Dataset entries
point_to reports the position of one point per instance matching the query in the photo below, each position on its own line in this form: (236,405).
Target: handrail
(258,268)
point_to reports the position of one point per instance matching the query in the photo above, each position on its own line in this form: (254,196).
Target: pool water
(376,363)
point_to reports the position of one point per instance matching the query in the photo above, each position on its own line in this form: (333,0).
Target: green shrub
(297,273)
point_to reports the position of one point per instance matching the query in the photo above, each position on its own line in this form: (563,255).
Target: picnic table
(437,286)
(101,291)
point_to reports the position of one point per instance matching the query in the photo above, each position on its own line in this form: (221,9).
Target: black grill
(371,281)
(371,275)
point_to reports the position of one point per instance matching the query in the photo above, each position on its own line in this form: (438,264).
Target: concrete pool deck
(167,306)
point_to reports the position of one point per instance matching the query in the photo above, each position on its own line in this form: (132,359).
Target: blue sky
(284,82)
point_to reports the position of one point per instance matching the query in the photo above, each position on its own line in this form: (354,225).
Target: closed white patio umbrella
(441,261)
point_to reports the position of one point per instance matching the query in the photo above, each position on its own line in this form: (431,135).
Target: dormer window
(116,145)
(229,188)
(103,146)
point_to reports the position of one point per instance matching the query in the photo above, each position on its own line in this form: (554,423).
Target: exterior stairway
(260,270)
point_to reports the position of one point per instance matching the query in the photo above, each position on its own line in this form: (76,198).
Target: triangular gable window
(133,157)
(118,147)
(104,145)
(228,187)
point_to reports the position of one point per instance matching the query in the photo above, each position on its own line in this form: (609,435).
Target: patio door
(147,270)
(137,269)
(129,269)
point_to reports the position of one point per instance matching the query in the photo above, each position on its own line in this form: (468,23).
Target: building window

◆ ASSIGNMENT
Repeat the data word for word. Leave nothing out.

◆ RESULT
point_to reports the position of one point per instance matching the query in the photo below, each position on its own line in this form: (236,405).
Target: handrail
(258,268)
point_to reports the position of one point per instance matching the query in the photo above, each position on its own line in this form: (254,196).
Target: pool water
(376,363)
point_to reports the position of one point per instance matching the query in the photo above, each position on its own line in this form: (333,0).
Target: green shrub
(297,273)
point_to reports the position of one point per instance matching the query in the photo above, each position on its own line in this form: (563,255).
Target: picnic table
(437,286)
(101,291)
point_to reports the position of one point per instance matching the query in the photo above, each position on its own line in this form: (221,9).
Target: black grill
(371,281)
(371,275)
point_to reports the position of one point per instance matching the query in the photo above, each position on its own line in this form: (438,264).
Target: concrete pool deck
(167,306)
point_to reports the position of one point per instance matching the query in the photo above, each position on its own line in this form: (132,359).
Target: blue sky
(284,82)
point_to reports the position of one point per instance matching the query in the photo above, each position on its own line in this form: (354,225).
Target: closed white patio umbrella
(441,261)
point_to reports the position of one point per instance matching the query in the photo above, each position on its own line in this form: (431,135).
Target: dormer window
(116,145)
(229,188)
(103,146)
point_to reports the position of one point per instance matching the query in the photo above, each position on its own line in this form: (554,423).
Target: exterior stairway
(260,270)
point_to reports the position of one point per instance matching the query in the photo above, each position on its own line in this form: (76,198).
Target: triangular gable window
(133,157)
(118,147)
(104,145)
(228,187)
point_to reports the position of one point per instance matching the query in the photo above, each position on its own line in this form: (609,435).
Target: patio door
(147,270)
(137,269)
(129,269)
point_to reports the position of one point per instance matching the query in the photo above, each position on its own line in this form: (468,23).
Target: building window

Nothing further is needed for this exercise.